Retype the data that follows, keeping every character the same.

== == ==

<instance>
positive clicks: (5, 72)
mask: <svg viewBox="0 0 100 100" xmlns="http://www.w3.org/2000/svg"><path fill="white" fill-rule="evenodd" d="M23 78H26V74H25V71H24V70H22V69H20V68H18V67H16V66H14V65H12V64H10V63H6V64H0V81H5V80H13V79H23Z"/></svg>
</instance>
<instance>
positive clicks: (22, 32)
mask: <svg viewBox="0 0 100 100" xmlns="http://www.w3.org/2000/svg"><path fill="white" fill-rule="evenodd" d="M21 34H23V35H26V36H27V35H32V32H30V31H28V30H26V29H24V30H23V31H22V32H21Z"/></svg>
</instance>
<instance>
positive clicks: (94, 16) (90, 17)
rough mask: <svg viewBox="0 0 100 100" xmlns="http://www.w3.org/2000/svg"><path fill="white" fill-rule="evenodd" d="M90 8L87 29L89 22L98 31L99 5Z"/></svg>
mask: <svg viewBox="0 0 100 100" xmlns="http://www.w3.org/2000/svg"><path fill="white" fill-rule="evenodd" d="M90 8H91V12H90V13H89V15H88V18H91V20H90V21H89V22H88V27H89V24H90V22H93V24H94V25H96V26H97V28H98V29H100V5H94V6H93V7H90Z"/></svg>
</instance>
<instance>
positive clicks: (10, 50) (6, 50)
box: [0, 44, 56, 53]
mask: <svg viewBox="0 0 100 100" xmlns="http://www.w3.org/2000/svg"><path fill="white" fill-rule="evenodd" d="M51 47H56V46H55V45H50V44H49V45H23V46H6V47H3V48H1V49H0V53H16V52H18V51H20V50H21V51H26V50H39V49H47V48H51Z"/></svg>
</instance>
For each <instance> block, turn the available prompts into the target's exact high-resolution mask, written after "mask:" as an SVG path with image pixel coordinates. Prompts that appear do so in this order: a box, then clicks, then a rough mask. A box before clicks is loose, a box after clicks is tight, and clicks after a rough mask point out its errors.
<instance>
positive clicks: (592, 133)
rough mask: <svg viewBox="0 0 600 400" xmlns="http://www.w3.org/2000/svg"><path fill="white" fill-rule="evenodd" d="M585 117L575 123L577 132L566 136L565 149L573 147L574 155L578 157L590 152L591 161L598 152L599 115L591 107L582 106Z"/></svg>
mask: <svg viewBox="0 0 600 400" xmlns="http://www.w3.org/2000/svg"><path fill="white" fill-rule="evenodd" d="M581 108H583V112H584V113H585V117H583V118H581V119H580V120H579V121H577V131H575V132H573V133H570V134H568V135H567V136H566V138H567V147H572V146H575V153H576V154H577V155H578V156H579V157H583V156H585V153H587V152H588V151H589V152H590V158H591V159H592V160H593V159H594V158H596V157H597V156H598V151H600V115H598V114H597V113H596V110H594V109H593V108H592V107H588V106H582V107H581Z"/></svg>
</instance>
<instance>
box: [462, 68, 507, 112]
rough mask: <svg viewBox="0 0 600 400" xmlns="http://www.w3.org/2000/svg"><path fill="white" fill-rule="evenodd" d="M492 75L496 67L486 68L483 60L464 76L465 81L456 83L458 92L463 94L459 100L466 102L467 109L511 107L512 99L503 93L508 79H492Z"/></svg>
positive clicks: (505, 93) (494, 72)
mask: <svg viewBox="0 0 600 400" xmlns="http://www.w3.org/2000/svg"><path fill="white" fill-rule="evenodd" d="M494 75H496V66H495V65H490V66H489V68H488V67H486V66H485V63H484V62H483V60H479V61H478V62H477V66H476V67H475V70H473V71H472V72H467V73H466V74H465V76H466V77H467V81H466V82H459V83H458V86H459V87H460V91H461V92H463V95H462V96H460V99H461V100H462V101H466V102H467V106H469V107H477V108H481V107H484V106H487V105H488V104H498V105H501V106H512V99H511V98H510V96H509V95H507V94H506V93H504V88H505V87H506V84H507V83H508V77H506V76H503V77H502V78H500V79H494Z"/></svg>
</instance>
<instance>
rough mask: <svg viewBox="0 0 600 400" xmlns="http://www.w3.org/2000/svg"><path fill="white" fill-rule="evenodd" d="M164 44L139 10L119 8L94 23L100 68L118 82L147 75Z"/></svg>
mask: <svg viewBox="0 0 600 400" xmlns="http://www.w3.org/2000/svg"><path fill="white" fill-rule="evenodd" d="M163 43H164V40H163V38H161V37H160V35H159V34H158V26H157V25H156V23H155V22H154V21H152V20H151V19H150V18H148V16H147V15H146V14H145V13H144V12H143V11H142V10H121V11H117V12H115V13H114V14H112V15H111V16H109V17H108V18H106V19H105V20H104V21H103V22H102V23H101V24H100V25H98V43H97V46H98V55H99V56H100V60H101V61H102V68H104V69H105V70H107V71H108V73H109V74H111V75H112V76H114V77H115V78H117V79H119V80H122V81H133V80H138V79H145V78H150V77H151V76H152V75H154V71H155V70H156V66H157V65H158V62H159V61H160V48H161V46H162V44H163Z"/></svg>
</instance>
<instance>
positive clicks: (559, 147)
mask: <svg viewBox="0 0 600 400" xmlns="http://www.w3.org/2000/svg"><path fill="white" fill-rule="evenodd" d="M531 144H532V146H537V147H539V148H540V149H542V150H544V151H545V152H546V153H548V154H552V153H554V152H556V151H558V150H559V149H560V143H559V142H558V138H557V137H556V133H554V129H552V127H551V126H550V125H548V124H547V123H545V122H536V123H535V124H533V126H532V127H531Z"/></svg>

== == ==

> **Task result**:
<instance>
positive clicks: (5, 72)
mask: <svg viewBox="0 0 100 100" xmlns="http://www.w3.org/2000/svg"><path fill="white" fill-rule="evenodd" d="M23 78H26V74H25V71H24V70H22V69H20V68H18V67H16V66H14V65H12V64H10V63H6V64H0V81H5V80H13V79H23Z"/></svg>
</instance>
<instance>
positive clicks: (22, 32)
mask: <svg viewBox="0 0 100 100" xmlns="http://www.w3.org/2000/svg"><path fill="white" fill-rule="evenodd" d="M21 34H23V35H26V36H27V35H32V32H30V31H28V30H26V29H24V30H23V31H22V32H21Z"/></svg>
</instance>
<instance>
positive clicks: (94, 16) (90, 17)
rough mask: <svg viewBox="0 0 100 100" xmlns="http://www.w3.org/2000/svg"><path fill="white" fill-rule="evenodd" d="M90 8L87 29L89 22L98 31L99 5Z"/></svg>
mask: <svg viewBox="0 0 100 100" xmlns="http://www.w3.org/2000/svg"><path fill="white" fill-rule="evenodd" d="M90 8H91V12H90V13H89V15H88V18H91V20H90V21H89V22H88V27H89V24H90V22H93V24H94V25H96V26H97V28H98V29H100V5H94V6H93V7H90Z"/></svg>
</instance>
<instance>
positive clicks: (10, 50) (6, 50)
box: [0, 44, 56, 53]
mask: <svg viewBox="0 0 100 100" xmlns="http://www.w3.org/2000/svg"><path fill="white" fill-rule="evenodd" d="M51 47H56V46H55V45H50V44H49V45H23V46H6V47H3V48H1V49H0V53H16V52H18V51H20V50H21V51H26V50H39V49H47V48H51Z"/></svg>
</instance>
For each <instance> block, turn the available prompts into the target's exact high-resolution mask, written after "mask:" as an SVG path with image pixel coordinates. Prompts that appear do so in this order: a box, then clicks, then a rough mask. A box before clicks is loose, a box after clicks is tight, and clicks after a rough mask point out its errors.
<instance>
positive clicks: (592, 133)
rough mask: <svg viewBox="0 0 600 400" xmlns="http://www.w3.org/2000/svg"><path fill="white" fill-rule="evenodd" d="M585 117L575 123L577 132L566 136L565 149L573 147L574 155L578 157L590 152L591 161L598 152L599 115L591 107L582 106Z"/></svg>
mask: <svg viewBox="0 0 600 400" xmlns="http://www.w3.org/2000/svg"><path fill="white" fill-rule="evenodd" d="M581 108H583V112H584V113H585V117H583V118H581V119H580V120H579V121H577V131H575V132H573V133H570V134H568V135H567V136H566V138H567V147H572V146H575V153H576V154H577V155H578V156H579V157H583V156H585V153H587V152H588V151H589V152H590V158H591V159H592V160H593V159H594V158H596V157H597V156H598V151H600V115H598V114H597V113H596V110H594V109H593V108H592V107H588V106H582V107H581Z"/></svg>
</instance>
<instance>
box: [462, 68, 507, 112]
rough mask: <svg viewBox="0 0 600 400" xmlns="http://www.w3.org/2000/svg"><path fill="white" fill-rule="evenodd" d="M492 75L496 67L486 68L483 60L464 76L465 81L456 83L458 92L463 94L459 100L466 102L467 109L511 107L512 99L503 93L508 79H492Z"/></svg>
positive clicks: (505, 93) (494, 72)
mask: <svg viewBox="0 0 600 400" xmlns="http://www.w3.org/2000/svg"><path fill="white" fill-rule="evenodd" d="M494 75H496V66H495V65H490V66H489V68H488V67H486V66H485V63H484V62H483V60H479V61H478V62H477V66H476V67H475V70H473V71H472V72H467V73H466V74H465V76H466V77H467V81H466V82H459V83H458V86H459V87H460V91H461V92H463V95H462V96H460V99H461V100H462V101H466V102H467V106H469V107H477V108H481V107H484V106H487V105H488V104H498V105H501V106H512V99H511V98H510V96H509V95H507V94H506V93H504V88H505V87H506V84H507V83H508V77H506V76H503V77H502V78H500V79H494Z"/></svg>
</instance>
<instance>
rough mask: <svg viewBox="0 0 600 400" xmlns="http://www.w3.org/2000/svg"><path fill="white" fill-rule="evenodd" d="M164 44L139 10L119 8L94 23L100 68L118 82L147 75Z"/></svg>
mask: <svg viewBox="0 0 600 400" xmlns="http://www.w3.org/2000/svg"><path fill="white" fill-rule="evenodd" d="M163 43H164V40H163V38H161V37H160V35H159V34H158V26H157V25H156V23H155V22H154V21H152V20H151V19H150V18H148V16H147V15H146V14H145V13H144V12H143V11H142V10H121V11H117V12H115V13H114V14H112V15H111V16H109V17H108V18H106V19H105V20H104V21H103V22H102V23H101V24H100V25H98V43H97V46H98V55H99V56H100V60H101V61H102V68H104V69H105V70H107V71H108V73H109V74H111V75H112V76H114V77H115V78H117V79H119V80H122V81H133V80H138V79H145V78H150V77H151V76H152V75H154V71H155V70H156V66H157V65H158V62H159V61H160V48H161V46H162V44H163Z"/></svg>
</instance>
<instance>
positive clicks: (559, 147)
mask: <svg viewBox="0 0 600 400" xmlns="http://www.w3.org/2000/svg"><path fill="white" fill-rule="evenodd" d="M531 144H532V146H537V147H539V148H540V149H542V150H544V151H545V152H546V153H548V154H552V153H554V152H556V151H558V150H559V149H560V143H559V142H558V138H557V137H556V133H554V129H552V127H551V126H550V125H548V124H547V123H545V122H536V123H535V124H533V126H532V127H531Z"/></svg>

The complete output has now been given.